%%
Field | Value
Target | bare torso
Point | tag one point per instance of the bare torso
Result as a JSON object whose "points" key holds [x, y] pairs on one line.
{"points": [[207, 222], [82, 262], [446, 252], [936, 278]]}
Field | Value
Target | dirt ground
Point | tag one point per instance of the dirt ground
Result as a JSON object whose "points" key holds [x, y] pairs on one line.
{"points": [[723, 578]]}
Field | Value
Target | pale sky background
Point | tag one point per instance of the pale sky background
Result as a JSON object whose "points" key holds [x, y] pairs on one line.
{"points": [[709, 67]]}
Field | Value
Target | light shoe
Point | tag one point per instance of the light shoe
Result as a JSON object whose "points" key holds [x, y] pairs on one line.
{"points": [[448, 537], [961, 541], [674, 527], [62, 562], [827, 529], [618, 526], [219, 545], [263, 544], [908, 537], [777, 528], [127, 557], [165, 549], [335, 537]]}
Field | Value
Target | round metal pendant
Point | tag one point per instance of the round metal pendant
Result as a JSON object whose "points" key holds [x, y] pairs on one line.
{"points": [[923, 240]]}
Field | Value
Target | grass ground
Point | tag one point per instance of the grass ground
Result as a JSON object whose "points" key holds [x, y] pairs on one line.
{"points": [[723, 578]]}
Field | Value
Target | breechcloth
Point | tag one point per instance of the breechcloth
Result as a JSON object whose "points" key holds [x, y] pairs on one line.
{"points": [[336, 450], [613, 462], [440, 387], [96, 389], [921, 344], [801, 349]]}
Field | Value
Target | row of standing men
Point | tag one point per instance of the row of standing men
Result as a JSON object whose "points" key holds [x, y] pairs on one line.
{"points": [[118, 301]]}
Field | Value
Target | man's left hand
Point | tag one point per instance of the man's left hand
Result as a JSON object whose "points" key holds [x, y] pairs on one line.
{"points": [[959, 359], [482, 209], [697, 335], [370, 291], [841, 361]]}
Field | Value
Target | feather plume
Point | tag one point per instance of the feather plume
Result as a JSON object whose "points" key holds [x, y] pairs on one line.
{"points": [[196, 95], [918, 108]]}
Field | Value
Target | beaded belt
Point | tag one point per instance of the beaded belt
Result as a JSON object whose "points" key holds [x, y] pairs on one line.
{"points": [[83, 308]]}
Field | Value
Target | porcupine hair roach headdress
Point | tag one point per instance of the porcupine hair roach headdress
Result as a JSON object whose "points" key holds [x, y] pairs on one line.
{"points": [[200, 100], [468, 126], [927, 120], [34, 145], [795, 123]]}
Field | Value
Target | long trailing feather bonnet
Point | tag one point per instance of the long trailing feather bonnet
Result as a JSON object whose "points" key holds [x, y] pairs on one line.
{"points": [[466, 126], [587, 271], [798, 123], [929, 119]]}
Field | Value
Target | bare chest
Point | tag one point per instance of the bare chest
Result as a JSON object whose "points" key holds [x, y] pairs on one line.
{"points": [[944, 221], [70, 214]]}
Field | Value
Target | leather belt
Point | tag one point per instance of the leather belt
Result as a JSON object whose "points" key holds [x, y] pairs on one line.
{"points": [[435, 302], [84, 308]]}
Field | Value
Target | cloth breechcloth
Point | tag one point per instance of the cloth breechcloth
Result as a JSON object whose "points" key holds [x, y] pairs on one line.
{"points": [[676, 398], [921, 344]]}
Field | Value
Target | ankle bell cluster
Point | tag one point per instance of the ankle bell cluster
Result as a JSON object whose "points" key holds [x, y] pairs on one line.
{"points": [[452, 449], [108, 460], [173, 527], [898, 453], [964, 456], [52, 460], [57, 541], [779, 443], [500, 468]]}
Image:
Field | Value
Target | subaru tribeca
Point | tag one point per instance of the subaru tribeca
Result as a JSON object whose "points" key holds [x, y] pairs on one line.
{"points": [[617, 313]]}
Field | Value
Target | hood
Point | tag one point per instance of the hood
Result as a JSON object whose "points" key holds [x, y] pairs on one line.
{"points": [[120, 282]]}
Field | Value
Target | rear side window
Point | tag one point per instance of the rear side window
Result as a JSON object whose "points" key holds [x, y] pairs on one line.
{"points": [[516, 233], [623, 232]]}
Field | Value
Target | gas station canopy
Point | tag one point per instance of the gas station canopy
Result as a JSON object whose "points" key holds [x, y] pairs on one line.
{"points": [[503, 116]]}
%%
Every entry, from the first line to the last, should be retyped exactly.

Field | Value
Target | bare torso
Point | tag one point per instance of the bare torso
Result as a JSON object whose "points" key holds [x, y] pairs on one line.
{"points": [[207, 222], [82, 262], [446, 252], [936, 278]]}
Field | Value
Target | dirt ground
Point | tag one point per instance of the dirt ground
Result as a JSON object whose "points" key holds [x, y] pairs on one line.
{"points": [[723, 578]]}
Field | Value
Target | pale sky background
Point | tag one point per instance of the pale sky background
Result as a JSON object whose "points" key holds [x, y] pairs on one line.
{"points": [[709, 67]]}
Field | Value
Target | light shoe
Point | tag one point per instance of the light shoe
Result as a JSON object whose "points" key holds [x, y] pairs on one line.
{"points": [[448, 537], [961, 541], [674, 527], [62, 562], [827, 529], [618, 526], [219, 545], [263, 544], [908, 537], [777, 528], [127, 557], [165, 549], [335, 537]]}
Field | Value
Target | round metal pendant
Point | tag one point per instance of the round metal pendant
Result as a JSON object whose "points" key holds [x, y] pairs on one line.
{"points": [[923, 240]]}
Field | Value
Target | grass ground
Point | tag one point per instance of the grass ground
Result as a JSON object whose "points" key holds [x, y] pairs on one line.
{"points": [[723, 578]]}
Field | Value
Target | breechcloth
Point | tag one point per instance of the breechcloth
Result as a JSON object whose "points" key holds [x, y] pairs on one line.
{"points": [[336, 450], [613, 462], [440, 387], [96, 389], [921, 344], [801, 349]]}
Field | Value
Target | row of standing men
Point | tag one point per instance of the row of standing men
Result as a JSON object whose "points" key holds [x, y] pairs on one line.
{"points": [[118, 301]]}
Field | Value
Target | man's left hand
Point | tag one point per instance of the man's left hand
Result as a JSON object whose "points" key holds [x, y] pairs on one line.
{"points": [[959, 359], [482, 209], [697, 335], [370, 291], [841, 361]]}
Field | Value
Target | feather plume
Point | tag one point per instance of the feather plume
Result as a JSON object whose "points" key holds [x, y] pairs on one line.
{"points": [[196, 95], [918, 108]]}
Field | Value
Target | beaded belt
Point | tag one point per instance of the beaded belt
Result as a JSON object whose "points" key holds [x, y] pairs on one line.
{"points": [[83, 308]]}
Field | Value
Target | porcupine hair roach headdress
Point | tag one point per instance of the porcupine hair roach headdress
Result as a JSON object whose "points" key holds [x, y] pairs on one line.
{"points": [[200, 100], [468, 126], [927, 120], [34, 145], [795, 123]]}
Field | Value
Target | long trailing feather bonnet
Point | tag one point per instance of the long trailing feather bonnet
Result as a JSON object whose "points" key holds [x, y] pairs on one line.
{"points": [[466, 126], [587, 271], [798, 123], [929, 119]]}
Field | Value
Target | bare chest
Point | tag one point per instance of the bare chest
Result as a JSON object whose "points" key holds [x, y] pairs on one line.
{"points": [[944, 221], [70, 214]]}
Field | Value
Target | leather belt
Point | tag one point per instance of the leather belt
Result as a JSON object whose "points" key holds [x, y] pairs on one line.
{"points": [[435, 302], [84, 308]]}
Field | Value
Target | cloth breechcloth
Point | tag one point per instance of the cloth breechcloth
Result as a JSON object whose "points" key holds [x, y] pairs on one line.
{"points": [[676, 398], [921, 344]]}
Field | Value
Target | ankle bell cluster
Point | tag one point per instance of the ankle bell cluster
Result as a JSON object whose "points" key holds [x, y] pairs on one line.
{"points": [[452, 449], [108, 460], [173, 527], [898, 453], [964, 456], [52, 460], [57, 541], [779, 443], [500, 468]]}
Image:
Field | Value
Target | subaru tribeca
Point | tag one point per instance of the subaru tribeca
Result as a JSON object whose "points" key holds [x, y] pairs on one line.
{"points": [[617, 313]]}
Field | Value
Target | hood
Point | tag one point per instance of the hood
Result as a JSON object whose "points" key holds [x, y] pairs on one line.
{"points": [[120, 282]]}
Field | Value
Target | rear side window
Point | tag one point per instance of the rear side window
Result as a JSON object whose "points" key holds [x, y] pairs on one line.
{"points": [[516, 233], [623, 232]]}
Field | Value
Target | gas station canopy
Point | tag one point per instance of the gas station canopy
Result as a JSON object whose "points" key holds [x, y] pairs on one line.
{"points": [[503, 116]]}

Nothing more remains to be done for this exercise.